Page text:
This approach has been used in many centres in the UK for different procedures, especially colorectal and orthopaedic surgery, and is now the focus of the Enhanced Recovery Partnership Programme (ERPP), which aims to spread the technique across the UK. Evidence is continuing to emerge about the benefits of enhanced or rapid recovery, and many other countries are incorporating it into their care; from Denmark, where Professor Kehlet first pioneered the technique, to the USA. The applications are likely to be applicable to many more situations than they are currently used for, and require the involvement of all professionals involved in the patients care, including primary care physicians, hospital consultants, allied health professionals and hospital managers.
THE STRESS RESPONSE TO SURGERY AND TRAUMA
Surgery and trauma induce complex metabolic, hormonal, haematological and immunological responses in the body and activate the sympathetic nervous system. The initial stimulus for this response comes from cytokines, especially IL-6 and TNF, released by leucocytes and endothelial cells present at the site of injury. These lead to both local and systemic effects. Nociceptive afferent nerve fibres (A-delta and C fibres) transmit pain impulses to the central nervous system from the periphery via the spinothalamic tracts.

Provided records:
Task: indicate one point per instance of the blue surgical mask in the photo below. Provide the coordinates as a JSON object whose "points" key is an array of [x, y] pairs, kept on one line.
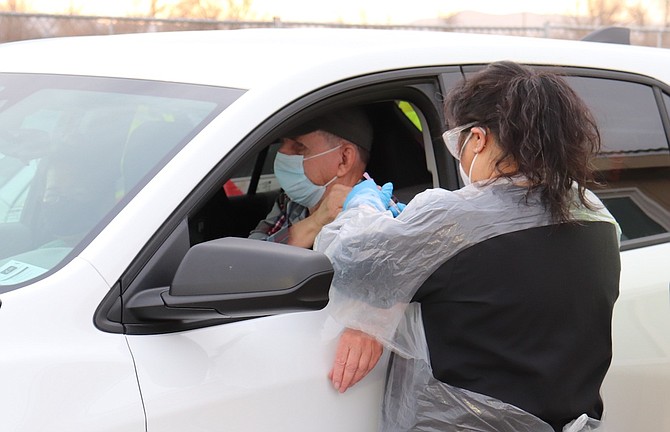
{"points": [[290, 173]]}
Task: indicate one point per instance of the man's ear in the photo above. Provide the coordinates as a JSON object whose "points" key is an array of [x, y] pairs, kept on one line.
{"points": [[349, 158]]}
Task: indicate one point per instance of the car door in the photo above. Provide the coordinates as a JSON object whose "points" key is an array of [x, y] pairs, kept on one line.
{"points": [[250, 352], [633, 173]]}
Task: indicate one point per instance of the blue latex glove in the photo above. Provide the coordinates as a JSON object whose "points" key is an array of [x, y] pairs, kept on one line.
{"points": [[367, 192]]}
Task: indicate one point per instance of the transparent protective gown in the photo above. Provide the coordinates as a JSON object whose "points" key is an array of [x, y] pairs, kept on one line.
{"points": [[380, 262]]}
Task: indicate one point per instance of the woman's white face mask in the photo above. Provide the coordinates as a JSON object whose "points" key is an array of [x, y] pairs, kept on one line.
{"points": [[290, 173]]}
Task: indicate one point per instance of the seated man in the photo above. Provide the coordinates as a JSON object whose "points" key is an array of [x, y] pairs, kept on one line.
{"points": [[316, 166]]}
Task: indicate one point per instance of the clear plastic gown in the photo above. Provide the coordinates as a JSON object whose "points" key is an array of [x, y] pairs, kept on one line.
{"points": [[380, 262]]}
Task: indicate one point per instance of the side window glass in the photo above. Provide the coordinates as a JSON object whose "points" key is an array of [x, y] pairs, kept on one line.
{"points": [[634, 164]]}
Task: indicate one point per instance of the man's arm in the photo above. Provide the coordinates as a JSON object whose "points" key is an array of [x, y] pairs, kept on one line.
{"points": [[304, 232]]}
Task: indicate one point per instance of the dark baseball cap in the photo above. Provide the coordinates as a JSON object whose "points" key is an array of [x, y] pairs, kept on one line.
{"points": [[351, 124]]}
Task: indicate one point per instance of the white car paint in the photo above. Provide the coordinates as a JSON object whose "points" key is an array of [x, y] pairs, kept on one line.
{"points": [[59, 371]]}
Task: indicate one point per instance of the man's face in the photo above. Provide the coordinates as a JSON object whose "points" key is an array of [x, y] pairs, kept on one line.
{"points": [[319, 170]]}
...
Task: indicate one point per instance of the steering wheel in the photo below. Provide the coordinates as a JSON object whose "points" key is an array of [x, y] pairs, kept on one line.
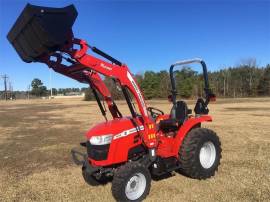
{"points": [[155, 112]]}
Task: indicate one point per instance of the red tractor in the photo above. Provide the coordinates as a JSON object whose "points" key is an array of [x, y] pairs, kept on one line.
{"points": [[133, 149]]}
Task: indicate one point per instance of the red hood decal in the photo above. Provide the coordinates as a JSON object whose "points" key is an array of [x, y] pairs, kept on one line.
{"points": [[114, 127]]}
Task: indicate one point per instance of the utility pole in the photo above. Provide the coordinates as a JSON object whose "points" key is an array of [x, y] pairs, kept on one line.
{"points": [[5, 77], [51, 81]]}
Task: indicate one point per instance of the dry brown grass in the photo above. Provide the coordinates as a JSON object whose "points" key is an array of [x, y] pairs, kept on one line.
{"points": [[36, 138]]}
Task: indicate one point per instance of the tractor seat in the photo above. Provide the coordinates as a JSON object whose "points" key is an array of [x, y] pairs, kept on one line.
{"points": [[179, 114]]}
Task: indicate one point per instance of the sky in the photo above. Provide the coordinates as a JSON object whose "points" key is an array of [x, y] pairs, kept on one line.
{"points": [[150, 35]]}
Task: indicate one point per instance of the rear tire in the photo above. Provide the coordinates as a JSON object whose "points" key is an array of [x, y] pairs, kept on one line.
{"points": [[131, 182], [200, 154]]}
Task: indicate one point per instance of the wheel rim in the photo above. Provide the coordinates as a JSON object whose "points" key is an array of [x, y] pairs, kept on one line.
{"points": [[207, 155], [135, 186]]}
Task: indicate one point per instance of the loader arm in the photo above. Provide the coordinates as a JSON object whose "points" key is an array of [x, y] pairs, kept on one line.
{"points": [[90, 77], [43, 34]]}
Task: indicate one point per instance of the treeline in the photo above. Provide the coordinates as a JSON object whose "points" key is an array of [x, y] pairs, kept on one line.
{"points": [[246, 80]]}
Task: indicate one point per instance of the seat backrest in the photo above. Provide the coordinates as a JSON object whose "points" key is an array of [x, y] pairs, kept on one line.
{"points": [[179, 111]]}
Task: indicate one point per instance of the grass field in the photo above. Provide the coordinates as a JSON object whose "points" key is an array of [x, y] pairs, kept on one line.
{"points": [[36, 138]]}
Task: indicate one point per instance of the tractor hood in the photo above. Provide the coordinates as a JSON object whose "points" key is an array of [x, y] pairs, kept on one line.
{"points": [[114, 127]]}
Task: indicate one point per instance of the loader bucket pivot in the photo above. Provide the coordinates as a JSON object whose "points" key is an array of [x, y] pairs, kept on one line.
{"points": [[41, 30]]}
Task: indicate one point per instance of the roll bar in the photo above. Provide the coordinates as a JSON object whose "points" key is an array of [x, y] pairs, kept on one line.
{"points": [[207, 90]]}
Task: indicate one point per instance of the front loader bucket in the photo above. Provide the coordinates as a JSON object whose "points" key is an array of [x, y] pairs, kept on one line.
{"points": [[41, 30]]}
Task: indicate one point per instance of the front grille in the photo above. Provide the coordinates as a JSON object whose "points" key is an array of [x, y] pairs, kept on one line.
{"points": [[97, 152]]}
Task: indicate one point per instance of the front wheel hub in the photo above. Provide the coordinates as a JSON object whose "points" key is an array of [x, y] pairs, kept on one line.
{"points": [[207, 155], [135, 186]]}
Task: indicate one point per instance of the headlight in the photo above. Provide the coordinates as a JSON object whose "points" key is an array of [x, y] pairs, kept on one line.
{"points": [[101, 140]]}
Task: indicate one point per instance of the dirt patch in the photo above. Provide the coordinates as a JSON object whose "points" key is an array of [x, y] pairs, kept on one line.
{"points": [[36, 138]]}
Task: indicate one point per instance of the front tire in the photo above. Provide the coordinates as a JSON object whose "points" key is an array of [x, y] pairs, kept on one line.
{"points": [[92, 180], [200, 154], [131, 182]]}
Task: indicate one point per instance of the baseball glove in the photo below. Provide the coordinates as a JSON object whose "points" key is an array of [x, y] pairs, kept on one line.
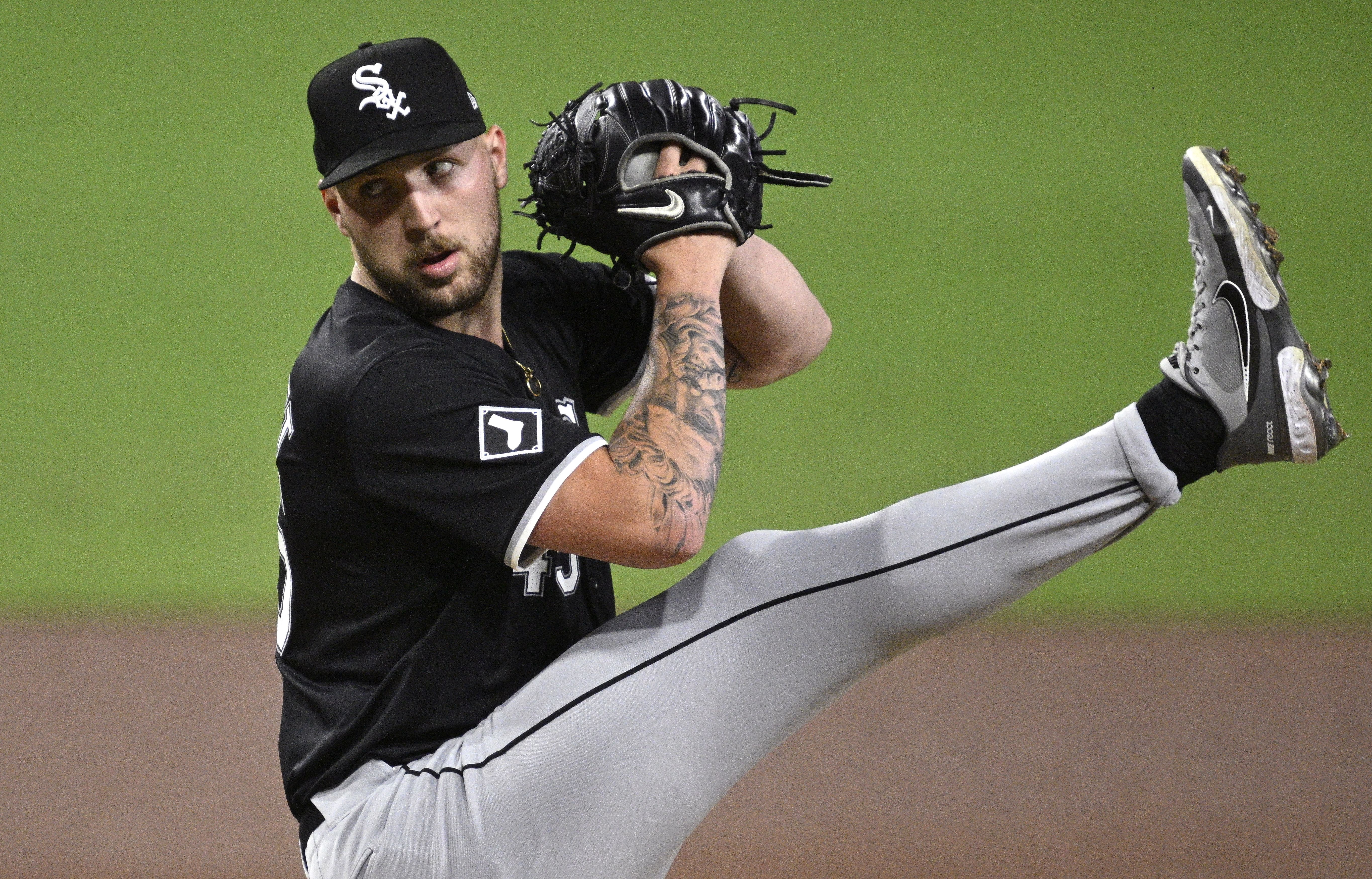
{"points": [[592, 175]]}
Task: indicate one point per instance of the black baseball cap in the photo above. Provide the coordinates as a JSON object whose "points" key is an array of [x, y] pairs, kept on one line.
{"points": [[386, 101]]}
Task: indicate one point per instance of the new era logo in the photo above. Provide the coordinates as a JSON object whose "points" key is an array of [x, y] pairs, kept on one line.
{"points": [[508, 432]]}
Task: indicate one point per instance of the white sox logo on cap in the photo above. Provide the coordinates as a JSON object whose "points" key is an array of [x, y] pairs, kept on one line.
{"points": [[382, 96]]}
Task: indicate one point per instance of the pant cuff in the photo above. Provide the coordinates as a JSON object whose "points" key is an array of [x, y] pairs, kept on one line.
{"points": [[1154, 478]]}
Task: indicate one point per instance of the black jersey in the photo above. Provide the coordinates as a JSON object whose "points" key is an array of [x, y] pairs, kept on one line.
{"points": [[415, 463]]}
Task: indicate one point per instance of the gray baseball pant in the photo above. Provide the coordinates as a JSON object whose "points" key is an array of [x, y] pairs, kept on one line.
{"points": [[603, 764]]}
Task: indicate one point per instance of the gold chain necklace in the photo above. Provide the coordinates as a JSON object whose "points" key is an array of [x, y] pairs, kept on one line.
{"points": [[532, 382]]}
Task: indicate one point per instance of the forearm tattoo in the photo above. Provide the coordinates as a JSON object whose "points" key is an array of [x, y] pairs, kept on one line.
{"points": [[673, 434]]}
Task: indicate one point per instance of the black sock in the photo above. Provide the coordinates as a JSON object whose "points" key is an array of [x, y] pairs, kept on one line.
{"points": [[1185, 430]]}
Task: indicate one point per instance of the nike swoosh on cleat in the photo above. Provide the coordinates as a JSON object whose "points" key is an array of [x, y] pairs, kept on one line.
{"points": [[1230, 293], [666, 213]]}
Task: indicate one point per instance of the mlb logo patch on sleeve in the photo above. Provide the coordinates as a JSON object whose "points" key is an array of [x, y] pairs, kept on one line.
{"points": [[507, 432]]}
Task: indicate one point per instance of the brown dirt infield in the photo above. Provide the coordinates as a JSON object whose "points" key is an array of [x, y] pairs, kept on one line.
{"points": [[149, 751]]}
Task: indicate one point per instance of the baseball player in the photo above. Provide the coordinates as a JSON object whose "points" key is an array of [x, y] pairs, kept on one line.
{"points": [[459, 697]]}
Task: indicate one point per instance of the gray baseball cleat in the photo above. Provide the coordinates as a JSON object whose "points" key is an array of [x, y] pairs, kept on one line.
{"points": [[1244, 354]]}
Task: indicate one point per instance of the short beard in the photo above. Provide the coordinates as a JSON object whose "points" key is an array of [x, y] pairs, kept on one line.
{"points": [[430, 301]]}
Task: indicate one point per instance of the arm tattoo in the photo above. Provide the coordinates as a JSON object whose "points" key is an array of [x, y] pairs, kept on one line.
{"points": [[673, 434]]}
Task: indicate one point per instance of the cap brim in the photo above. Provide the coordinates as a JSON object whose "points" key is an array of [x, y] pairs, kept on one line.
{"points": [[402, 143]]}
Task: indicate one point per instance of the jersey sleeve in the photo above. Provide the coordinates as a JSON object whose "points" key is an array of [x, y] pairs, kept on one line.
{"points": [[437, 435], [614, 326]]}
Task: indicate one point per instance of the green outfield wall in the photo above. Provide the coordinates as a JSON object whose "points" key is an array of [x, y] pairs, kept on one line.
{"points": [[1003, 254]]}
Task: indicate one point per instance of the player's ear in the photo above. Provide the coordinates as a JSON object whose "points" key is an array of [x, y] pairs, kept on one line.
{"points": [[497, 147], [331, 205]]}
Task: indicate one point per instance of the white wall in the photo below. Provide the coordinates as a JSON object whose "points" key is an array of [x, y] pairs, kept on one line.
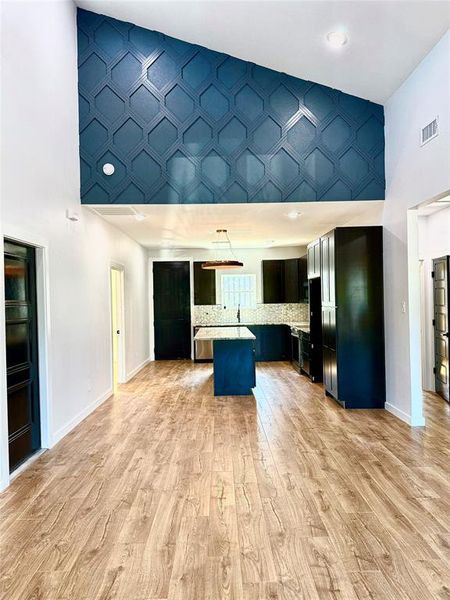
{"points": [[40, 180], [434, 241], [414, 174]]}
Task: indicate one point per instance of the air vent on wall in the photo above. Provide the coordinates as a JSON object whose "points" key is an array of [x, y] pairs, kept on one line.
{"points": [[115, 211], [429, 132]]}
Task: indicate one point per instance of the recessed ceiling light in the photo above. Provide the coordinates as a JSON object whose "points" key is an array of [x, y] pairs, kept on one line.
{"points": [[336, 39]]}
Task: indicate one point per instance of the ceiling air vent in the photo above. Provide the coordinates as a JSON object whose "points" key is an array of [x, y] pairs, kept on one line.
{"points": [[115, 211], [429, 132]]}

What the exercise asks:
Continue the passage on enhanced recovery and the stress response to surgery, starting after its last sentence. The data comes from a different source than the text.

Result of this exercise:
Sympathetic nervous system
The sympathetic nervous system (SNS) is stimulated by:
- Hypotension via baroreceptors
- Hypoxaemia or metabolic acidosis via chemoreceptors
- Pain, anxiety and distress via the limbic system and cerebral cortex
- Autonomic afferent nerves
- Hypothalamus directly activates the SNS
The effects of increased sympathetic outflow are well known:
Alpha-1 adrenoceptors cause peripheral and splanchnic vasoconstriction, hepatic glycogenolysis, pupillary dilatation and intestinal smooth muscle relaxation. The role of alpha-2 adrenoceptors is less clear but activation is associated with platelet aggregation and sedation.
The activation of beta receptors causes an increase in cardiac contractility and heart rate, with smooth muscle relaxation resulting in peripheral vasodilation and bronchodilation. There are also widespread metabolic effects.
As a result, hypertension, tachycardia, renin and glucagon release occur. The cardiovascular effects are aimed at maintaining cardiac output and essential organ function, whilst the release of renin causes conversion of angiotensin 1 to angiotensin 2. This causes peripheral vasoconstriction and aldosterone release from the adrenal cortex, resulting in sodium and water retention. Glucagon release from the alpha cells of the Islets of Langerhans in the pancreas increases glycogenolysis in the liver and muscle, leading to increased glucose and lactate concentrations and mobilisation of free fatty acids. The metabolic effects of the sympathetic nervous system are much less important than the effects of insulin.
Hormonal and metabolic changes
The overall metabolic changes that occur in the stress response involve protein and fat catabolism to provide energy substrates. Protein from skeletal muscle and glycerol produced from fat breakdown are utilised in gluconeogenesis in the liver. Fatty acids are metabolised into ketone bodies which can be used as an energy source by many organs.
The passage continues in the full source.